▶ _EXERCISE_:
Transcribe, exactly as they appear, only the lines from the one holding "Study the photo above. For every instance of the beige" through the end of the entries below.

▶ _DATA RECORDS_:
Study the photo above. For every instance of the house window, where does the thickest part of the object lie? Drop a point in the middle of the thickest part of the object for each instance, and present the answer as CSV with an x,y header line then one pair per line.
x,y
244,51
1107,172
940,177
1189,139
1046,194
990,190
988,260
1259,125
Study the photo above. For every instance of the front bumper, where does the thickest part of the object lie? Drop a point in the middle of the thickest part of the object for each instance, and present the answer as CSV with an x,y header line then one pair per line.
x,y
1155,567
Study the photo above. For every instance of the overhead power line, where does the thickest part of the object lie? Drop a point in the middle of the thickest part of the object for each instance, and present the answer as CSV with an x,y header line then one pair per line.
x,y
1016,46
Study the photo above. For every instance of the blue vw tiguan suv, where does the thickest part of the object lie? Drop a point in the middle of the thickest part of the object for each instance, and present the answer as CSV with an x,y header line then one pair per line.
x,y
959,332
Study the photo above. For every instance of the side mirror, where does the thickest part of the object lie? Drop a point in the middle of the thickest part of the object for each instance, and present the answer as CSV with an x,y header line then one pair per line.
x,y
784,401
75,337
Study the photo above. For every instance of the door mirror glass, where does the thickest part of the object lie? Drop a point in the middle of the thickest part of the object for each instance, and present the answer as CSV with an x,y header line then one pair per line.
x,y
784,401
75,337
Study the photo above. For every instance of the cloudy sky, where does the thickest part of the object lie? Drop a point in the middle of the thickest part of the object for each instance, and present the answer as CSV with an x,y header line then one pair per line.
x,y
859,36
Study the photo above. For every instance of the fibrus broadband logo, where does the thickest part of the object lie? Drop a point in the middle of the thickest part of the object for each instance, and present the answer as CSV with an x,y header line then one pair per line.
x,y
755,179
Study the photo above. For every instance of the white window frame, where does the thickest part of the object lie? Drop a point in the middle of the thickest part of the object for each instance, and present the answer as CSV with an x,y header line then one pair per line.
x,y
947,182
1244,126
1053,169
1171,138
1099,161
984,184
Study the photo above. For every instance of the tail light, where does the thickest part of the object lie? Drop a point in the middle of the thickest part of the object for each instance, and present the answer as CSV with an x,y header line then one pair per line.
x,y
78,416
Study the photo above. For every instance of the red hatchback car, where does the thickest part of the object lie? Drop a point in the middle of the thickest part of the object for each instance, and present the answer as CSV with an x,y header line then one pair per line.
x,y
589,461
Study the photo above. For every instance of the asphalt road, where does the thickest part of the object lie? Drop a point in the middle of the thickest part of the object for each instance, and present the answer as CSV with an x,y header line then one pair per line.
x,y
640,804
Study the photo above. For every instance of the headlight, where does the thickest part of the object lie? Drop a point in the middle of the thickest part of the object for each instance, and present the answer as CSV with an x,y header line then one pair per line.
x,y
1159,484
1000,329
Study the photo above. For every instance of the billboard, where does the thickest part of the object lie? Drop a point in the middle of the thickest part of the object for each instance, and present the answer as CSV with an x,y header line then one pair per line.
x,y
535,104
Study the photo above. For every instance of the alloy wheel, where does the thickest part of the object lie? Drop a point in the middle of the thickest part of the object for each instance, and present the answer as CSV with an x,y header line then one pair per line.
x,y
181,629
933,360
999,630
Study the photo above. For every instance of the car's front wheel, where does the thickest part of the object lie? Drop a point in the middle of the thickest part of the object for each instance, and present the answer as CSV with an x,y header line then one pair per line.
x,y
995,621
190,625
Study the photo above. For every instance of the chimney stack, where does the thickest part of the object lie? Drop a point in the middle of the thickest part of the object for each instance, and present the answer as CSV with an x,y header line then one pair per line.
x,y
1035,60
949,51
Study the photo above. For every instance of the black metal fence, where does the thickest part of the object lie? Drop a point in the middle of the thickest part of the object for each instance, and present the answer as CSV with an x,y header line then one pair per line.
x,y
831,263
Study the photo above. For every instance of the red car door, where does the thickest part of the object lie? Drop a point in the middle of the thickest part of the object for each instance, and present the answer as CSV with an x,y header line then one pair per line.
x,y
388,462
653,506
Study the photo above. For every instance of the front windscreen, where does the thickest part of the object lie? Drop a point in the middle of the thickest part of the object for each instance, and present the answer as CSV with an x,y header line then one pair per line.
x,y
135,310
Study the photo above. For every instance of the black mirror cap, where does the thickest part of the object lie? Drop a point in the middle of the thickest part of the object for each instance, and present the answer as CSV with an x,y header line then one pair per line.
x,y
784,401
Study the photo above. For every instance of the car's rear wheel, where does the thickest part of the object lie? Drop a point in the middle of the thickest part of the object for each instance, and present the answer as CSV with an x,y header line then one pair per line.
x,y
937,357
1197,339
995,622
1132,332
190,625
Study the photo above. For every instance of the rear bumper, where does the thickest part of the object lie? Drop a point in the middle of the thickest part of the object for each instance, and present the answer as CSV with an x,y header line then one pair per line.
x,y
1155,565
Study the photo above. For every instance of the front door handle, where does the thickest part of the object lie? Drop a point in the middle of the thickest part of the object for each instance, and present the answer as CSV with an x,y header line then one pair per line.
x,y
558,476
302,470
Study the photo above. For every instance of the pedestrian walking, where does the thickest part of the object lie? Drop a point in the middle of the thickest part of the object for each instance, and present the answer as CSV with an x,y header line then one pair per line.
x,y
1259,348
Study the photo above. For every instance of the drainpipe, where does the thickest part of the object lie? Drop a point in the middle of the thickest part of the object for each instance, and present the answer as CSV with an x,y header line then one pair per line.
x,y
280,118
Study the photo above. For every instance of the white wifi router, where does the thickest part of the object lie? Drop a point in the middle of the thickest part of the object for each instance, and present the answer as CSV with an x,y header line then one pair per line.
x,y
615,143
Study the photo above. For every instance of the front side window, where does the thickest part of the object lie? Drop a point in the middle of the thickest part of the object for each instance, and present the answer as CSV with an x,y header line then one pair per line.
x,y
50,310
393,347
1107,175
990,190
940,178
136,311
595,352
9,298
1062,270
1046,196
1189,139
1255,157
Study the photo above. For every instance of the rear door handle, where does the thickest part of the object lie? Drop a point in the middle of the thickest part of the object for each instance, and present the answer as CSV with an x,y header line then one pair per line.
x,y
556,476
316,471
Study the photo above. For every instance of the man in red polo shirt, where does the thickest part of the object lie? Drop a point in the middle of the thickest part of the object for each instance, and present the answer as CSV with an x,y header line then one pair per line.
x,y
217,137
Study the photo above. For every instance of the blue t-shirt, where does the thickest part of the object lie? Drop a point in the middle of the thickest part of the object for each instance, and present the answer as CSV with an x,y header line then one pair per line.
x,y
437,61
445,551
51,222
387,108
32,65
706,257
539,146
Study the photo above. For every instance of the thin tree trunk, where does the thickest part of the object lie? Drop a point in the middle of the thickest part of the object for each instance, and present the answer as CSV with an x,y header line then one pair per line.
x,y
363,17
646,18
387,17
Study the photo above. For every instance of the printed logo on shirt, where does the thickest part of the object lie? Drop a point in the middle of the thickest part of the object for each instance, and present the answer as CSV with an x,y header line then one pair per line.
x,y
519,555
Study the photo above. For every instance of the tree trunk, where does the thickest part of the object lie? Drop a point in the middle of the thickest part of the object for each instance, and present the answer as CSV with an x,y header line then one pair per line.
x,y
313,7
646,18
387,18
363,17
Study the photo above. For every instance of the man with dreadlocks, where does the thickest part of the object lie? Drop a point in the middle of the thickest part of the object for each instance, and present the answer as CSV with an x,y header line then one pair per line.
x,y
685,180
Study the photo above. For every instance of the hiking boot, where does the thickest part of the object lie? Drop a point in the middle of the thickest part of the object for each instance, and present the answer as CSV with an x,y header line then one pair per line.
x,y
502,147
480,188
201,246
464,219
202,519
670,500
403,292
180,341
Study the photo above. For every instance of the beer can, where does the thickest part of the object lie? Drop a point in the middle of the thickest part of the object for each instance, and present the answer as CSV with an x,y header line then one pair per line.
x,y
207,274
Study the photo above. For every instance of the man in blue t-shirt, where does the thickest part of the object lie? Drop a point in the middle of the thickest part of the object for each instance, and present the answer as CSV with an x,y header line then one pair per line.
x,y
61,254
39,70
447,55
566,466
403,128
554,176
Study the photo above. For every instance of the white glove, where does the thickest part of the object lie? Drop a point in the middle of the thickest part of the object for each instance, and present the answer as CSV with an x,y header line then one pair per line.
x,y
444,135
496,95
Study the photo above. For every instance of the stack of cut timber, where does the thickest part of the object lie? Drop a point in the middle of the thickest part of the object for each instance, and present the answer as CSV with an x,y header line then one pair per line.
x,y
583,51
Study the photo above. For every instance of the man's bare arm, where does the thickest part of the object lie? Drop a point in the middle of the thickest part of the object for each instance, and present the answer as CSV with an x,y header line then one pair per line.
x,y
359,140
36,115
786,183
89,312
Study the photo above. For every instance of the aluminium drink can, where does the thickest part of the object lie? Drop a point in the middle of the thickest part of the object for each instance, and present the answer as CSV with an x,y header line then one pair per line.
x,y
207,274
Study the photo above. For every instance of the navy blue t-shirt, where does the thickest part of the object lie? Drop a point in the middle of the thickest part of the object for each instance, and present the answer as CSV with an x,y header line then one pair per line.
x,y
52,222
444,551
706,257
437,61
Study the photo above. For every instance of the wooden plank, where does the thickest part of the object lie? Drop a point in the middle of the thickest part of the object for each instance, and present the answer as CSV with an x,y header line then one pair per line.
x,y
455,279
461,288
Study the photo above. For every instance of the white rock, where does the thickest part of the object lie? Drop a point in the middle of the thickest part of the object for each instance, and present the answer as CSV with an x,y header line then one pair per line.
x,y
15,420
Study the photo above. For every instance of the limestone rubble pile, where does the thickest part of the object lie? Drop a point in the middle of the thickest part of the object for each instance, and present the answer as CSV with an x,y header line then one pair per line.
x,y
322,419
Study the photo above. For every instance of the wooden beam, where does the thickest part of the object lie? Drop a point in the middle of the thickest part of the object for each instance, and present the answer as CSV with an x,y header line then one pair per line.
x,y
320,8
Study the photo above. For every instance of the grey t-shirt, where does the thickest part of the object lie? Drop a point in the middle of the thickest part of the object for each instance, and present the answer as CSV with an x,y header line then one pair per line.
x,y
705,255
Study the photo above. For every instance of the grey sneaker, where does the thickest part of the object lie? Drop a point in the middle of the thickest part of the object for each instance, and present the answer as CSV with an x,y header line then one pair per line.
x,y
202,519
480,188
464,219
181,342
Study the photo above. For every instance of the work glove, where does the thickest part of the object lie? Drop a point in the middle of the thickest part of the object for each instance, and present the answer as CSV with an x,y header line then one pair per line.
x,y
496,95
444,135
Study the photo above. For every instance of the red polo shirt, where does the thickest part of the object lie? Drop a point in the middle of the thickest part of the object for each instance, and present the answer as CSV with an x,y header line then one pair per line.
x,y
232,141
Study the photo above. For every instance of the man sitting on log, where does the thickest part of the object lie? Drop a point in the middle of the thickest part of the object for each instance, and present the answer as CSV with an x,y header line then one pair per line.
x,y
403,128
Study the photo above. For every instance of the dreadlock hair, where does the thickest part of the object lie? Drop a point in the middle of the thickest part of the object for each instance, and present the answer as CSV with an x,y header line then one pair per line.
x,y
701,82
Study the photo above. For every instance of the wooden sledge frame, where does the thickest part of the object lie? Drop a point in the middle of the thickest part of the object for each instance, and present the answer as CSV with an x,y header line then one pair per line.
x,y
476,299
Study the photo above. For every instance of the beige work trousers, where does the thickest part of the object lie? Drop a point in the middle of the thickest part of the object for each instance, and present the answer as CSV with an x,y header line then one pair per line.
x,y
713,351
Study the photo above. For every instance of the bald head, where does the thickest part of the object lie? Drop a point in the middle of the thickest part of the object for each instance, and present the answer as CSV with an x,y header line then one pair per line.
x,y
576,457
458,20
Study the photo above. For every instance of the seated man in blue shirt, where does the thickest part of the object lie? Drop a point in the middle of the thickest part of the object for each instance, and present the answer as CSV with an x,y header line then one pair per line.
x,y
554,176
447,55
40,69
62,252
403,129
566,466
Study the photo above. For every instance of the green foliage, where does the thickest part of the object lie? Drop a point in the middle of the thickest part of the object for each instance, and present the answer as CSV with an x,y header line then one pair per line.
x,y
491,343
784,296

▶ _TASK RESULT_:
Study the photo above. For every instance of the beige work trousers, where does the thickest part of the object lie? Drop a point in the middle of the thickest part of the object for each instance, and present the answer as CSV with an x,y header line then one pair per line.
x,y
713,351
Study the photo above. For every instance of the bald head, where does the thickest part of the object lie? Drop a point in the middle of the thickest part of the object for each instance, and present the answer as CSV with an x,y header line then one pair per line.
x,y
576,457
458,20
Study the photo above. For every instance of the seated man in blue shirt, where does the thickest part of the object lie? Drop a point in the middle of the thickest part of the object for each instance, and present the answer as CSV with an x,y header line then one pair per line.
x,y
554,176
447,55
40,69
62,252
403,129
566,466
Study the photo above. For every instance of the green foliage, where does the thickest part of the object lie? Drop a point in the middle of the thickest part of the object for each instance, and present the answer as CSV with an x,y header line then one pair per line.
x,y
491,343
784,296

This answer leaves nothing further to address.